Material provided →

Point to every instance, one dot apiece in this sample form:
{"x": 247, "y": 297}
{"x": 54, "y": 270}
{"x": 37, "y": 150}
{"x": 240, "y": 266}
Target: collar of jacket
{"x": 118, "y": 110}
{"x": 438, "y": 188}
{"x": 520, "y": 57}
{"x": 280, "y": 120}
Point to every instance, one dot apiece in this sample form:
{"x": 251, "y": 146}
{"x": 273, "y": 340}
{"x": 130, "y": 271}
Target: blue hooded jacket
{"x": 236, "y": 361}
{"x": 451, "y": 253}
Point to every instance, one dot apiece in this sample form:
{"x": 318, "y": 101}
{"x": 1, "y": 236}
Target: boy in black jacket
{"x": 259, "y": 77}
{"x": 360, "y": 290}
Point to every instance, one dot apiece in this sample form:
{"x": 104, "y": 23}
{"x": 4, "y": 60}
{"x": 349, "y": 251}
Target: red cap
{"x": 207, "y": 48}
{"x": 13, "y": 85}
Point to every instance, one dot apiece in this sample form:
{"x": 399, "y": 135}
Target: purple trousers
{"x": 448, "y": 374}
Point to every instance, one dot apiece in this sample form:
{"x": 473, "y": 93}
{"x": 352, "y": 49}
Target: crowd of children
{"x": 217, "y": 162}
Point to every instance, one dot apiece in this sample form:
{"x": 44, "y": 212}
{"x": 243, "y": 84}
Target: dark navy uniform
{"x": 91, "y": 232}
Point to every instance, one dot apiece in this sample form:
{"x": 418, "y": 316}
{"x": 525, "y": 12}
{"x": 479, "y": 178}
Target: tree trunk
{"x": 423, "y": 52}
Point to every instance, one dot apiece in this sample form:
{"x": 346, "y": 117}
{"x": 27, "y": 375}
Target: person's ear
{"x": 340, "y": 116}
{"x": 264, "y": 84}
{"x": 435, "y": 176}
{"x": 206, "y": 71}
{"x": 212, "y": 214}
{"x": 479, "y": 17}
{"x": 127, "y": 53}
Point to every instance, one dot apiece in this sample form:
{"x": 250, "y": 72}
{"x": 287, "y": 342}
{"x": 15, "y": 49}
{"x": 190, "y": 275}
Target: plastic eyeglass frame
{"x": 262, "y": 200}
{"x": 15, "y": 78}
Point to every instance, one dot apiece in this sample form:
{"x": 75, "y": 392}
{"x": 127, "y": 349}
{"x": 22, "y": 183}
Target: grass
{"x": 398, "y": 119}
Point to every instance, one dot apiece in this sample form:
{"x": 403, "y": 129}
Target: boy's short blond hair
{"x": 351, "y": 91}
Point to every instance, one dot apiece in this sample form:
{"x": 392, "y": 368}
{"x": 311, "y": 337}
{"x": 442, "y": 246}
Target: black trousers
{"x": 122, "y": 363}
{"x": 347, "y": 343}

What needs to be done →
Output all of the data again. Match it exactly.

Response →
Point to every instance, one dot apiece in this sample form:
{"x": 247, "y": 297}
{"x": 54, "y": 270}
{"x": 37, "y": 150}
{"x": 240, "y": 266}
Target: collar of jacket
{"x": 118, "y": 110}
{"x": 438, "y": 188}
{"x": 520, "y": 57}
{"x": 280, "y": 120}
Point to every instance, one dot apiece in this sample form:
{"x": 251, "y": 146}
{"x": 273, "y": 340}
{"x": 130, "y": 271}
Target: blue hooded jacket
{"x": 236, "y": 361}
{"x": 451, "y": 253}
Point to every instance, one dot apiece in this sample form:
{"x": 318, "y": 101}
{"x": 1, "y": 236}
Target: boy in black jacket
{"x": 259, "y": 77}
{"x": 360, "y": 290}
Point to every instance, one dot apiece in this sample form:
{"x": 104, "y": 23}
{"x": 4, "y": 60}
{"x": 349, "y": 251}
Target: red cap
{"x": 207, "y": 48}
{"x": 13, "y": 85}
Point to every instance, one dot apiece in this sample form:
{"x": 399, "y": 135}
Target: purple trousers
{"x": 448, "y": 374}
Point to every instance, one dot apiece in this sample form:
{"x": 473, "y": 93}
{"x": 352, "y": 49}
Target: crowd of children
{"x": 217, "y": 162}
Point to every instance, one dot apiece in this sample form:
{"x": 44, "y": 212}
{"x": 243, "y": 84}
Target: dark navy uniform
{"x": 91, "y": 232}
Point to every instance, one dot apiece in this sample form:
{"x": 418, "y": 316}
{"x": 525, "y": 12}
{"x": 479, "y": 178}
Target: tree trunk
{"x": 423, "y": 52}
Point to every instance, one dot apiece in this sample form:
{"x": 346, "y": 117}
{"x": 27, "y": 375}
Target: person's ear
{"x": 340, "y": 116}
{"x": 264, "y": 84}
{"x": 435, "y": 176}
{"x": 206, "y": 71}
{"x": 212, "y": 214}
{"x": 479, "y": 17}
{"x": 127, "y": 53}
Point to every instance, one dot apiece in this sample form:
{"x": 250, "y": 72}
{"x": 287, "y": 342}
{"x": 15, "y": 49}
{"x": 190, "y": 275}
Target: plastic eyeglass frame
{"x": 262, "y": 200}
{"x": 15, "y": 78}
Point to every instance, one dot apiece in this sample form:
{"x": 75, "y": 392}
{"x": 127, "y": 349}
{"x": 22, "y": 183}
Target: grass
{"x": 398, "y": 119}
Point to every instance, one dot apiece in this sample form:
{"x": 403, "y": 129}
Target: boy's short blond hair
{"x": 351, "y": 91}
Point to every instance, one dot apiece in this sample form:
{"x": 392, "y": 368}
{"x": 311, "y": 337}
{"x": 442, "y": 246}
Target: black trousers
{"x": 122, "y": 363}
{"x": 347, "y": 343}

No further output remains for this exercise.